---------- Passage provided ----------

The Board of Directors
is authorized to decide on all other terms and conditions regarding
the acquisition of the Company’s own shares. The authorization
shall be in force until the next Annual General Meeting.
Closing of the
Meeting
Documents of
the General Meeting
The above-mentioned
proposals for the resolutions on the matters on the agenda of the
General Meeting as well as this notice are available on the
Company’s website at www.qpr.com. The Company’s Remuneration
Report, the Company’s updated Remuneration Policy as well as the
Annual Report 2023, including the Financial Statements, the report
of the Board of Directors and the Auditor’s Report, is also
available on the above-mentioned website. Copies of these documents
and this notice will be sent to shareholders upon request. The
minutes of the General Meeting will be available on the
above-mentioned website no later than as of May 29, 2024.

---------- Records provided ----------

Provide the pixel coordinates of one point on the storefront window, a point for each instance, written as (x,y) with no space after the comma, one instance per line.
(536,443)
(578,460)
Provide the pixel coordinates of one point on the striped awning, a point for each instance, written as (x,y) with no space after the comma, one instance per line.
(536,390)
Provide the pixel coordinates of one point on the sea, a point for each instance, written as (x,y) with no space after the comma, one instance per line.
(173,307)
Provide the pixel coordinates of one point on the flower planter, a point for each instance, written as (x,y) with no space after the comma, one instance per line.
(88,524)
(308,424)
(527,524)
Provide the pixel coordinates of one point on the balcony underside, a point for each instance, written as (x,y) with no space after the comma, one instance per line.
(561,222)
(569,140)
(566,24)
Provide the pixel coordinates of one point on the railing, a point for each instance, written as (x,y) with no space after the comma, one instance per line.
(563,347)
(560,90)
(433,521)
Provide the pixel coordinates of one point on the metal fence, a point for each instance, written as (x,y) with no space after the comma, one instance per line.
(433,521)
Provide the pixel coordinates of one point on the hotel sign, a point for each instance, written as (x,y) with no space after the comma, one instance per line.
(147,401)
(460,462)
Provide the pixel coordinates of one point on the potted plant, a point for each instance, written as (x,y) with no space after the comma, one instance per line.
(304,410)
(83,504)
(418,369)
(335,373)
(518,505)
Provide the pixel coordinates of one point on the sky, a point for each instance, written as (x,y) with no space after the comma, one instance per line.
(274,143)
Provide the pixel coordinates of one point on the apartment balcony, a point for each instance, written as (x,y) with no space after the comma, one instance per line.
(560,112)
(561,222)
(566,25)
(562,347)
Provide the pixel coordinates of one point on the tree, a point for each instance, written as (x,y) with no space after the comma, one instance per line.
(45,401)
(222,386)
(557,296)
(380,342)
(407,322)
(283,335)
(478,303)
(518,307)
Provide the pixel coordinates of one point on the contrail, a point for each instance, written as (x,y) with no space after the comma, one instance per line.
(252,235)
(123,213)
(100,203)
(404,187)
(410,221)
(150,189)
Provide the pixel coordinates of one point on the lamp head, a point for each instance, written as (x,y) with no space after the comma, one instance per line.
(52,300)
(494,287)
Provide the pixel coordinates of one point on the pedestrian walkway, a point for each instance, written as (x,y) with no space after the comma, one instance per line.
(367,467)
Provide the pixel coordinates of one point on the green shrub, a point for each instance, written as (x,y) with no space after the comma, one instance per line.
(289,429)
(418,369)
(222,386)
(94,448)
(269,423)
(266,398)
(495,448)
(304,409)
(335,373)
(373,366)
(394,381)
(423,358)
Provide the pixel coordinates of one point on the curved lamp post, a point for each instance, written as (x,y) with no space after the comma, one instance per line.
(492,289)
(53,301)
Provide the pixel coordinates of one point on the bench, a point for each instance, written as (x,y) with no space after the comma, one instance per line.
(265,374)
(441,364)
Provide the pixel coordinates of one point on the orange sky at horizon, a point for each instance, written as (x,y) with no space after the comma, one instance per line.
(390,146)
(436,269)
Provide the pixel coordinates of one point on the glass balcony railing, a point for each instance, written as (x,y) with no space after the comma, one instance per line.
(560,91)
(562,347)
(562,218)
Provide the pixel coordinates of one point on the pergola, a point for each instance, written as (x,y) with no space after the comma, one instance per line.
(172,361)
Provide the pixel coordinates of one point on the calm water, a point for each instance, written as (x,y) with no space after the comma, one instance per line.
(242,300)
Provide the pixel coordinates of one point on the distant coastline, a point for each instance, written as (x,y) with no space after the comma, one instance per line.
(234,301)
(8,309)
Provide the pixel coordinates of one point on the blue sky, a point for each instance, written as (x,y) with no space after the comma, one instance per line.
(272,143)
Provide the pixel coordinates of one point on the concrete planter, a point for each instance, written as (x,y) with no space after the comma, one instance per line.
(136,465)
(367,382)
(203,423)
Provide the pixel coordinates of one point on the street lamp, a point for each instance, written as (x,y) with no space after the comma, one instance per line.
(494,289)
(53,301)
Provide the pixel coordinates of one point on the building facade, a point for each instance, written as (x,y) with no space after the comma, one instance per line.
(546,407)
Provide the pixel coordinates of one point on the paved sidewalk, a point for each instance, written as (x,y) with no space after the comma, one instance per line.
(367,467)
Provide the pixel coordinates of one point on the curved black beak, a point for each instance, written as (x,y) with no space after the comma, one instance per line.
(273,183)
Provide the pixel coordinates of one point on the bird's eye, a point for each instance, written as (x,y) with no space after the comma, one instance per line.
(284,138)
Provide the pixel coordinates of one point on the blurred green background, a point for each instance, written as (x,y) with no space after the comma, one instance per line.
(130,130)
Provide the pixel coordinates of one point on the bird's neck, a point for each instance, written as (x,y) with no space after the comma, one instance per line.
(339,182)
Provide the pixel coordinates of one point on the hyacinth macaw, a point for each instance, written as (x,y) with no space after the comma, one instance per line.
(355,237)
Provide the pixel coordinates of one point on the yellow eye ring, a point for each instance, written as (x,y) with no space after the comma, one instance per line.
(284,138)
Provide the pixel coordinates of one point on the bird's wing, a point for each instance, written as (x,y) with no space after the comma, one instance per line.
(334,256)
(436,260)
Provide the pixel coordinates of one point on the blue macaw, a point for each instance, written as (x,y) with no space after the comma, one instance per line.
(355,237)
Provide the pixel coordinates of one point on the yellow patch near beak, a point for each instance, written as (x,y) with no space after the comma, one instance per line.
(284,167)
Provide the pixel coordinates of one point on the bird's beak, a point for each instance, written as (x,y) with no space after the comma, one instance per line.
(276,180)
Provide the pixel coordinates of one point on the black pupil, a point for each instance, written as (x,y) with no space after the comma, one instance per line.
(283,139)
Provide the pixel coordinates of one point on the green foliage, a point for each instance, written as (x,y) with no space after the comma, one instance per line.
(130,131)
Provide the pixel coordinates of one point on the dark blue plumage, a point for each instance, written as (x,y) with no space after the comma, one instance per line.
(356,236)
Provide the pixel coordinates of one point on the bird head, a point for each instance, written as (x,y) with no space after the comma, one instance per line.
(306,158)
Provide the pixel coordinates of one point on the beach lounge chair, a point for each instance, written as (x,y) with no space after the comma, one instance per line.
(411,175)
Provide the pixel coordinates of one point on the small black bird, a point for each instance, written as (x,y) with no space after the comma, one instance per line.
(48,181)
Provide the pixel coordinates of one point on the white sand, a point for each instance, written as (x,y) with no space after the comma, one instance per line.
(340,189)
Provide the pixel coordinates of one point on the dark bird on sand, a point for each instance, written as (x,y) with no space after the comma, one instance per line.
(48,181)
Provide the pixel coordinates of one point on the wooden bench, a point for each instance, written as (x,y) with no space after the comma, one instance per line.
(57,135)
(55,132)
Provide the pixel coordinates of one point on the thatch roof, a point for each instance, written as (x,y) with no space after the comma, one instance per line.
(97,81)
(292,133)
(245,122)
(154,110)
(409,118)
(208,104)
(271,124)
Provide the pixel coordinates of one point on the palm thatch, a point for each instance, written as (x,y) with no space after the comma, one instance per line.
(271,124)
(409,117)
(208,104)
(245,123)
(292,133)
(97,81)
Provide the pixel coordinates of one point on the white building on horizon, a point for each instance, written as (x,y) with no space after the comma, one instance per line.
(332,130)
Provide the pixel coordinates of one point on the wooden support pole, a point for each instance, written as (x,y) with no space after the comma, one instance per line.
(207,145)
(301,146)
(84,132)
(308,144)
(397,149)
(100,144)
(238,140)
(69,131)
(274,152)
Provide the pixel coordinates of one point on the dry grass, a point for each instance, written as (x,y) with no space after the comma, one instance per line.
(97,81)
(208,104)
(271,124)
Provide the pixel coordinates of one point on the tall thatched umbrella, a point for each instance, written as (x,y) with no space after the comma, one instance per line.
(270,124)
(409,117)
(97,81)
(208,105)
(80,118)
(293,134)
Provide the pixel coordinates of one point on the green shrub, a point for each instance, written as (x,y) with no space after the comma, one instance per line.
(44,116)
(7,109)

----------

Continue the general meeting notice from the point where it stops. The entries are not needed for what follows.

▶ _Answer_:
Instructions
to participants of the General Meeting
Shareholders
registered in the shareholders’ register
Each shareholder who,
on the record date of the General Meeting on May 2, 2024, is
registered in the Company’s shareholders’ register held by
Euroclear Finland Oy, has the right to participate in the General
Meeting. A shareholder whose shares are registered on their
personal Finnish book-entry account is registered in the Company’s
shareholders’ register.
Registration for the
General Meeting will commence on April 19, 2024. A shareholder who
is registered in the Company’s shareholders’ register and who
wishes to participate in the General Meeting must register for the
General Meeting no later than by May 10, 2024, at 10.00 a.m.
(EEST), by which time the registration must have been
received.
Registration for the
General Meeting can be made:
a) through the
Company’s website at www.qpr.com
Electronic
registration requires that the shareholder or its legal
representative or proxy representative uses strong electronic
authentication either by Finnish or Swedish online banking codes or
mobile certificate.
b) by mail or
email
In connection with the
registration, a shareholder shall notify their name, date of birth
or business identity code, address, telephone number, the name of a
possible assistant or the name and date of birth of a possible
proxy representative. A shareholder may register by email to
agm@innovatics.fi or by regular mail to Innovatics Oy, Yhtiökokous
/ QPR Software Oyj, Ratamestarinkatu 13 A, 00520 Helsinki,
Finland.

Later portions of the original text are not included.